# EXERCISE
Nothing in the entries may be dropped: restate them word for word.

======== DATA PROVIDED ========

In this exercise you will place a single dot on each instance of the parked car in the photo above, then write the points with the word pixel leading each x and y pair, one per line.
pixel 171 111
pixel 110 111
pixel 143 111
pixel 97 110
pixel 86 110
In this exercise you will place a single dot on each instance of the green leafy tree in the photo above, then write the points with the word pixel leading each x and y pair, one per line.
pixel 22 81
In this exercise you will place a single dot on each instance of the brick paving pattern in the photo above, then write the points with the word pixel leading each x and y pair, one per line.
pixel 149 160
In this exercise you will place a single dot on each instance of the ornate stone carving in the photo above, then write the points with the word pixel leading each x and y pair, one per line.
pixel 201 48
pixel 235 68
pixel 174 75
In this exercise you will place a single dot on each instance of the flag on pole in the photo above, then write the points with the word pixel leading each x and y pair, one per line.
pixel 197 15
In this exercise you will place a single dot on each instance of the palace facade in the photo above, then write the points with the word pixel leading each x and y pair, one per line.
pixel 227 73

========

# ANSWER SPACE
In this exercise you will place a single dot on each instance of the parked car in the photo above, then write the points with the word pixel leading each x and y pair, one per line.
pixel 171 111
pixel 110 111
pixel 143 111
pixel 97 110
pixel 86 110
In this exercise you will place a single dot on each instance of the green leafy tree in the photo above, then write the points with the word pixel leading each x and y pair, one per line.
pixel 22 81
In this exercise you will place a single dot on each instance of the brick paving pattern in the photo above, then write the points with the word pixel leading each x and y pair, one per line.
pixel 149 160
In this exercise you will place a single dot on each instance of the ornate stone carving in the photo above, then write the points with the word pixel leading each x and y pair, one per line.
pixel 201 48
pixel 235 68
pixel 174 75
In this exercise you will place a single dot on each instance of the flag on pole in the photo above, then write the points with the word pixel leading each x and y pair, one per line.
pixel 197 15
In this exercise you will place a single dot on each instance of the palace facade in the photo above, then write the points with the word pixel leading each x and y pair, one per line.
pixel 227 73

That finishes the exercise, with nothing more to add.